[Records contained in a dataset]
■ ■ ■ ■ ■ ■ ■

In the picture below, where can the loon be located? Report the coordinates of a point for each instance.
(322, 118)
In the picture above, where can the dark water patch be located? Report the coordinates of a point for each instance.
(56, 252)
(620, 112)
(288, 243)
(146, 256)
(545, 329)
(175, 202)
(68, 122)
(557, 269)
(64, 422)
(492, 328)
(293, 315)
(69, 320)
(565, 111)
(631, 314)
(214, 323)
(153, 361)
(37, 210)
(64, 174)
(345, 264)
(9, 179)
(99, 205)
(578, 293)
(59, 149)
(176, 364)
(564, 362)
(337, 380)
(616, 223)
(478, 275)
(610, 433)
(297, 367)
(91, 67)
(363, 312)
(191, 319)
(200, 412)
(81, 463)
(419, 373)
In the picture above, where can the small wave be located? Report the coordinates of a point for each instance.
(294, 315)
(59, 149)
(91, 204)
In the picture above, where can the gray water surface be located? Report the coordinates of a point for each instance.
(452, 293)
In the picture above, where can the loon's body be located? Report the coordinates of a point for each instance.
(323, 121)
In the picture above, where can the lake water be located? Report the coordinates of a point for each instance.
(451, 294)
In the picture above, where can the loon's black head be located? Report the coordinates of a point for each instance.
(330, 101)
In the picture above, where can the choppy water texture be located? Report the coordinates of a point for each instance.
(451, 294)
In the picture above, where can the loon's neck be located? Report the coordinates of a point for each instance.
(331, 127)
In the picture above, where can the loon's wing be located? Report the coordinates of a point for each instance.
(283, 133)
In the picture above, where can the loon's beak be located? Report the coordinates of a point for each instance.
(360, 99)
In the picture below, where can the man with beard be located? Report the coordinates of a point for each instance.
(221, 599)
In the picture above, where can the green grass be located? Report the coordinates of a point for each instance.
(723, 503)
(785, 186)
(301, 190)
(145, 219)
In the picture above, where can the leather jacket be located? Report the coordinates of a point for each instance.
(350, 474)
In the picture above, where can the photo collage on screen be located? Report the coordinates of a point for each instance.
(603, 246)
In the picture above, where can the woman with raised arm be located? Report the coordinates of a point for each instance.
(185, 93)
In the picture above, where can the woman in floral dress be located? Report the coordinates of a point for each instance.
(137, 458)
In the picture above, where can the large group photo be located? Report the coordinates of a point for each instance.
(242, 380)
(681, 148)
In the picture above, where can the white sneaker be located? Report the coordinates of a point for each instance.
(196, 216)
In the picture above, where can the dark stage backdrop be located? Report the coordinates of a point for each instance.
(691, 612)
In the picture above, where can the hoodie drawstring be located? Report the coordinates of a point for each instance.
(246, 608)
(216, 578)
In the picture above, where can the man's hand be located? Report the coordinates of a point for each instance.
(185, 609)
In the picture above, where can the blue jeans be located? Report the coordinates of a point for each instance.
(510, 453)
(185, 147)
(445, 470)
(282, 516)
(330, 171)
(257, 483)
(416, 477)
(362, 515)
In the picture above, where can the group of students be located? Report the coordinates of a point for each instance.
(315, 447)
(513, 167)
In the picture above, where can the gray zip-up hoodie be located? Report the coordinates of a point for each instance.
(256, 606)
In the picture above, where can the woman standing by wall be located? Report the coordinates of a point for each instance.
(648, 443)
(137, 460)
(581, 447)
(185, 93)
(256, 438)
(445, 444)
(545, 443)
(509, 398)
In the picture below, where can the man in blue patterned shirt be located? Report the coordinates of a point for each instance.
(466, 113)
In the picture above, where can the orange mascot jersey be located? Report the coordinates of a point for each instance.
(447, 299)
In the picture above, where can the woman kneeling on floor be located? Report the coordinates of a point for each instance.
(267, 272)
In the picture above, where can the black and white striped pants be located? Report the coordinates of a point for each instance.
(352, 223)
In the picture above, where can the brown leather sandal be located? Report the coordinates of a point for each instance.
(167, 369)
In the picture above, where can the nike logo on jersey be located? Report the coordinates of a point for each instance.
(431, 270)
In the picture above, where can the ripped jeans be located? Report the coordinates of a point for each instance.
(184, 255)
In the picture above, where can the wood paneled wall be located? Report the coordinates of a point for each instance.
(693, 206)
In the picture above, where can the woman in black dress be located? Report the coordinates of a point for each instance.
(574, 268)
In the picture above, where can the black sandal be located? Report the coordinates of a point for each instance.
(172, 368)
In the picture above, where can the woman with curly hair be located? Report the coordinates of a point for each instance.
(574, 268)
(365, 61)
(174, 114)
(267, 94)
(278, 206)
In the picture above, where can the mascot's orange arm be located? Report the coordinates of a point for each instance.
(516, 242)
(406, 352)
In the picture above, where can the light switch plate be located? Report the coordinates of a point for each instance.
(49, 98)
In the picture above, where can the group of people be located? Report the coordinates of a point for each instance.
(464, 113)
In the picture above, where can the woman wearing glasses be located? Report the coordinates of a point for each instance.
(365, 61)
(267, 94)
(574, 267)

■ ■ ■ ■ ■ ■ ■

GOAL - Each line from the one with "In the picture above, where can the orange" through the last line of the records must be written out word for word. Include nothing else.

EXERCISE ANSWER -
In the picture above, where can the orange mascot jersey be located? Report the coordinates of a point for each instance.
(447, 299)
In the picture above, where can the woman kneeling on floor be located? Report the coordinates of a point for each instance.
(267, 272)
In the picture above, where can the black and white striped pants be located? Report the coordinates of a point for each instance.
(352, 223)
In the picture above, where can the brown leather sandal be located? Report the coordinates of a point for each instance.
(167, 369)
In the picture above, where can the nike logo on jersey be located? Report the coordinates of a point for each instance.
(431, 270)
In the picture above, where can the ripped jeans be located? Report the coordinates of a point for each instance.
(184, 255)
In the picture above, where can the wood paneled wall be located? Report the coordinates of a point for each instance.
(693, 206)
In the picture above, where can the woman in black dress be located? Report the coordinates of a point for each instance.
(574, 268)
In the picture above, where can the black sandal be located? Report the coordinates of a point for each instance.
(172, 368)
In the picture above, where can the woman with curly hair be located? Report the coordinates of a point for each instance.
(574, 268)
(365, 61)
(174, 114)
(267, 94)
(278, 206)
In the picture above, where can the mascot's orange arm be located? Report the coordinates of a point for each instance.
(516, 242)
(406, 352)
In the picture above, where can the light switch plate be located? Report the coordinates of a point for each instance.
(49, 98)
In the picture above, where can the group of people be located? Report the coordinates of a point for each instance.
(464, 113)
In the picture above, where can the woman wearing glasses be located? Report the coordinates of a point for each instance.
(365, 61)
(267, 94)
(574, 267)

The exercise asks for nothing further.